───── EXCERPT
The most difficult part for most writers contemplating a book is actually persevering and ending up with a working manuscript. If only that was all and you could move on to your next project. Obviously, for better-known writers and those with a manuscript that is geared for mass consumption, I’m sure finding an agent and a publisher is considerably easier than my own experiences have yielded. Write the book, send it off and someone takes care of the rest. In addition, they send you an advance and it’s off to your next best-seller.
Having sent out proposals and queries to agents for When Towns Had Teams, only to be met with responses that ranged from being ignored, to receiving a personal “thanks, but no thanks” letter, I’ve decided to take the bull by the horns and take on the publishing myself. Call me an independent publisher, as that is what I’m morphing into. If you can’t find a small press in Maine, New England, or elsewhere to give your manuscript the time of day, then you come to a crossroads. It becomes a case of fish, or cut bait, to use a favorite New England colloquialism.
I have a considerable investment of time and energy at this point. With most of the past year taken up with planning, research, interviews and writing, my efforts have yielded a product that I’m proud of. Unfortunately, the nature of publishing being what it is, none of the small presses that I’ve made contacts with are willing to take on my project.
Amazingly, well-meaning people, who know little or nothing about publishing, are happy to give you their two cents worth of advice. Things like, “have you contacted Downeast Books?” to “You should contact Stephen King” to asking me, “Do you have a copy with you?” The answers are as follows; “I did and they rejected it (not marketable enough)”; “You don’t contact Stephen King, he contacts you”; and lastly, “No, I don’t have a copy, but if you give me a minute, I’ll run down to my basement and start my printing press and have a copy for you soon.”
Certainly, I don’t mean to be condescending. Hell, I didn’t know anything about publishing when I started. No writer truly knows the maze of publishing when they set out to write the “great American novel”, or in my case, a simple book about baseball, from a time when it represented the communities where it was played, several decades ago.
──────────
TASKS
**A.** Extract the part of the self-publishing essay that opens with the words containing "Certainly, I don’t" and closes with "several decades ago.".
**B.** Copy the part of the entries that opens with the line containing "Q: Locate the bush" and runs through the end of the entries.
───── GIVEN RECORDS
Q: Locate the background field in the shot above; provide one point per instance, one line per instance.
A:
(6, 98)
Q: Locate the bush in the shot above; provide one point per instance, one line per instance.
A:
──────────
PER-TASK ANSWERS
**A.**
Certainly, I don’t mean to be condescending. Hell, I didn’t know anything about publishing when I started. No writer truly knows the maze of publishing when they set out to write the “great American novel”, or in my case, a simple book about baseball, from a time when it represented the communities where it was played, several decades ago.

**B.**
Q: Locate the bush in the shot above; provide one point per instance, one line per instance.
A:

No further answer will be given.